RECORDS FOR THIS TASK =

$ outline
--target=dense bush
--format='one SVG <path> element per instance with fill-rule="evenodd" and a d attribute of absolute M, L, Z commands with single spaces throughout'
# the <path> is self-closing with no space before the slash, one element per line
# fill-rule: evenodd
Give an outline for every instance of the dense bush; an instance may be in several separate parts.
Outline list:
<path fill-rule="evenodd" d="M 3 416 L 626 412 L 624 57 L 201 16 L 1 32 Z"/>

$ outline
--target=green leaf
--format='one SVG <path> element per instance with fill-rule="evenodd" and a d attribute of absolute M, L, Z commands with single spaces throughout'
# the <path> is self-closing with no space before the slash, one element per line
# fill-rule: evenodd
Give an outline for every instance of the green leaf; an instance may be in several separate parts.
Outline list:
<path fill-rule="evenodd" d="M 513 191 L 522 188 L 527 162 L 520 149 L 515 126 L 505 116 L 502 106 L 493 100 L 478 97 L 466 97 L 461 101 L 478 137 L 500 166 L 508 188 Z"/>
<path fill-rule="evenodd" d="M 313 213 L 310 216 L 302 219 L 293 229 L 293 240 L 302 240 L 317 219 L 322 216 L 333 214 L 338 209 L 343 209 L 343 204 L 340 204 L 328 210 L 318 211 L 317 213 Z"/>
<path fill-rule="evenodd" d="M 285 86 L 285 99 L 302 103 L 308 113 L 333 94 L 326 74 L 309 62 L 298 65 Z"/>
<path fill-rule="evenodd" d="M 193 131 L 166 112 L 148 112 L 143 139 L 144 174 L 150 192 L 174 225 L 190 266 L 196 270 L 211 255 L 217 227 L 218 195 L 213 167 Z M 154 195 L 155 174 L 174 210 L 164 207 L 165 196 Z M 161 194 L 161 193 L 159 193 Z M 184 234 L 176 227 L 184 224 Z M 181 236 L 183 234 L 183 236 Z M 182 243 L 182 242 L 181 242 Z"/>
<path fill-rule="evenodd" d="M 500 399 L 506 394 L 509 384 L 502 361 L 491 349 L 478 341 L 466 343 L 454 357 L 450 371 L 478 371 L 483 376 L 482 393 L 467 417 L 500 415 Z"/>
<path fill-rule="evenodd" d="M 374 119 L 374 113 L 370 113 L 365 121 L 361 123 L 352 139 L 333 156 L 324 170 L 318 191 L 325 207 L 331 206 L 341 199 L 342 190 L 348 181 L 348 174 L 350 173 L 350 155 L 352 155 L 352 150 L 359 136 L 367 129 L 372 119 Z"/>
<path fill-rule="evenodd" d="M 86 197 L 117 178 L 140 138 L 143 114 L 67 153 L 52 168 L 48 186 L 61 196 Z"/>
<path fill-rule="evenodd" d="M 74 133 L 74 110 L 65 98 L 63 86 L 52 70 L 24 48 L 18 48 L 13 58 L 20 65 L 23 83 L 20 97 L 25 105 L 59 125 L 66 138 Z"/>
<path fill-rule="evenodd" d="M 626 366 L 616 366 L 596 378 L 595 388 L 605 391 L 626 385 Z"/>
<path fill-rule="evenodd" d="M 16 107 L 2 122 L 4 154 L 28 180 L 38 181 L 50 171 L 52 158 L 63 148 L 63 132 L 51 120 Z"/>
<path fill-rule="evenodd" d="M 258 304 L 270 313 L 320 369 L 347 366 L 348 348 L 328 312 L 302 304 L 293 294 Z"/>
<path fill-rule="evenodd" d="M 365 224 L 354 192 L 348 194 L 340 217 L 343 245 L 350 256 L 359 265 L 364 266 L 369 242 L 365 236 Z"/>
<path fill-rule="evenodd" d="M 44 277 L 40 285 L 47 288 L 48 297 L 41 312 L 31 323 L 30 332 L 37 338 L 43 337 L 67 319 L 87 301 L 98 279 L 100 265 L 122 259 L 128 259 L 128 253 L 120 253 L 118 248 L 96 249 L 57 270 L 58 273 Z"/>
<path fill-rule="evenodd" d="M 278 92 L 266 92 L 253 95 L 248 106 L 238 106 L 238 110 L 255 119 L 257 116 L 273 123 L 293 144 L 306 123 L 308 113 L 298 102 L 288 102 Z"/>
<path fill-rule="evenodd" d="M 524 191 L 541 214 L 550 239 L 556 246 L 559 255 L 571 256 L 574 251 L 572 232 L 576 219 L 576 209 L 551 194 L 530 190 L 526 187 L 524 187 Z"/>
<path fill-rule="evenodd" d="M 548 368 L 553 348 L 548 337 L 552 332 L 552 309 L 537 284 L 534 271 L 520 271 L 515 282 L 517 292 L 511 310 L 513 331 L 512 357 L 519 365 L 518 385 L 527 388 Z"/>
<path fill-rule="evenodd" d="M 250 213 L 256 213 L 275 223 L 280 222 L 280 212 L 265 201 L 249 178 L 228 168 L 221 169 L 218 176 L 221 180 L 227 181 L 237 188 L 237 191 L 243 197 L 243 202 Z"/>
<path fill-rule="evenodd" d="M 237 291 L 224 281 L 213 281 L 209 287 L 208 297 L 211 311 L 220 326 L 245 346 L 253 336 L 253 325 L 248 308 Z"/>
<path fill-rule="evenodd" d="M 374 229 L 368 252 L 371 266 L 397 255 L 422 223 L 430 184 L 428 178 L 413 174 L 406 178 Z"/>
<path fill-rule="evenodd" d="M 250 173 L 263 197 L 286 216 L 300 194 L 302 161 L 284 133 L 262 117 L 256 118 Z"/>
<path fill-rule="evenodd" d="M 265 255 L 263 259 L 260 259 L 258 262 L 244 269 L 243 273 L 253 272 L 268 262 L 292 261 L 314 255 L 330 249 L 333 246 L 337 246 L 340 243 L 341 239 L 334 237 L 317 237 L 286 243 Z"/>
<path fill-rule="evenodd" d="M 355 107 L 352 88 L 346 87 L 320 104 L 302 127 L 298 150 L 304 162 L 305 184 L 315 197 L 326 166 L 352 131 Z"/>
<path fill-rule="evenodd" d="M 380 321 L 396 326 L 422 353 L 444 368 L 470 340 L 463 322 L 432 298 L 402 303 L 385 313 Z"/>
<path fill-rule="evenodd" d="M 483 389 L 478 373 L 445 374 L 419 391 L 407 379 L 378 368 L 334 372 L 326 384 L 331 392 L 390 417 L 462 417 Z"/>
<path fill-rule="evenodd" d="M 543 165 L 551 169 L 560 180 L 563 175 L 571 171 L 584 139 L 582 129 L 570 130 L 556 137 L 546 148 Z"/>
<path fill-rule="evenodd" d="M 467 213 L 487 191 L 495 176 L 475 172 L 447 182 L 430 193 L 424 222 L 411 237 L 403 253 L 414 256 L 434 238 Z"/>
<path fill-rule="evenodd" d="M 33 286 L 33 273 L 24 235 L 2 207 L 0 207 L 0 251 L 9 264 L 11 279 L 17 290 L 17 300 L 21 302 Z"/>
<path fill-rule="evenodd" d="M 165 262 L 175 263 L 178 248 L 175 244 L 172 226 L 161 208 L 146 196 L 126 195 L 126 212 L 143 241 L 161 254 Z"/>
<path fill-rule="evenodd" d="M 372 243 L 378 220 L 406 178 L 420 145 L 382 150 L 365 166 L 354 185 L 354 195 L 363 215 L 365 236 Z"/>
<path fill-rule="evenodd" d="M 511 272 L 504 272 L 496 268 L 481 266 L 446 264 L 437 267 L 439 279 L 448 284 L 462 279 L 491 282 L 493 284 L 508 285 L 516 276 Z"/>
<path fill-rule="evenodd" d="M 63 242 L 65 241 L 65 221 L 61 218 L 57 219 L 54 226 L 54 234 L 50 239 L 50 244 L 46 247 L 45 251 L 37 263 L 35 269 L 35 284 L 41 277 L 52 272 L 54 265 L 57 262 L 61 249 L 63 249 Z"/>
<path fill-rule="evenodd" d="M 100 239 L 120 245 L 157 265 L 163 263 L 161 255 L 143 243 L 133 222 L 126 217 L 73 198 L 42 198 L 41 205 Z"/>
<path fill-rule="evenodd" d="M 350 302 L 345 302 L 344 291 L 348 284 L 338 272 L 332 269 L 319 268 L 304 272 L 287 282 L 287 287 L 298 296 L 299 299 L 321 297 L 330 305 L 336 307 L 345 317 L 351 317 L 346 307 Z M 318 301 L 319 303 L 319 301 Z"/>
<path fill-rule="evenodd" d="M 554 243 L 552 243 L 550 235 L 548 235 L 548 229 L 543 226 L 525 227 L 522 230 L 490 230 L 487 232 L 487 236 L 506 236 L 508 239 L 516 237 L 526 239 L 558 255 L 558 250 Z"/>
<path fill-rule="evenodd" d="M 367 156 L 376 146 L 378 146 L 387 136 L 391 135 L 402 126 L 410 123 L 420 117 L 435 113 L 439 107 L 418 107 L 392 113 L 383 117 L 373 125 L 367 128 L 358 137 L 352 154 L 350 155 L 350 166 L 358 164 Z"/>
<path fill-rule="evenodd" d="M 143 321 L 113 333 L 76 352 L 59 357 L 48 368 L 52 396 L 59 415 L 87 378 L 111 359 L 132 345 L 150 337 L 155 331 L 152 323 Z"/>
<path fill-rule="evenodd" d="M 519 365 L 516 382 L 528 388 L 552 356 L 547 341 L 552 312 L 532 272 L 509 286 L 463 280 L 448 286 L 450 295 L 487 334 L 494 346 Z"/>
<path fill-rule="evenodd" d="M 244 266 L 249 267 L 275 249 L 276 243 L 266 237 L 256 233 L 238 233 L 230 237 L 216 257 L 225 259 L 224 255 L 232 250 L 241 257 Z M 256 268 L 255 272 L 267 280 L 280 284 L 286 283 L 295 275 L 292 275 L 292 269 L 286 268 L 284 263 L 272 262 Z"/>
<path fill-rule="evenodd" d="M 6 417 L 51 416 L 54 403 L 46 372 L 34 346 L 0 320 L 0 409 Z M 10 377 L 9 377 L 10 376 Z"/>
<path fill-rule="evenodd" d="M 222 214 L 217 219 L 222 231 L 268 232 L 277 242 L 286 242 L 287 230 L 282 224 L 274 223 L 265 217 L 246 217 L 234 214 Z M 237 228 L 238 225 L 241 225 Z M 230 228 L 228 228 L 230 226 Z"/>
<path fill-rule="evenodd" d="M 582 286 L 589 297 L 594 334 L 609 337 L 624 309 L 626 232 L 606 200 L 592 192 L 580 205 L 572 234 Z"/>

WORK REQUEST =
From the very first line of the data through the line with "Give an outline for every instance of the dense" in it, please reproduce each line exactly and output nothing more.

RESPONSE TO THIS EXERCISE =
$ outline
--target=dense bush
--format='one SVG <path> element per instance with fill-rule="evenodd" and a d attribute of absolute M, L, Z commands with single spaces throughout'
# the <path> is self-closing with no space before the slash, one element per line
# fill-rule: evenodd
Give an outline for every instance of the dense bush; an instance may be in several separate parts.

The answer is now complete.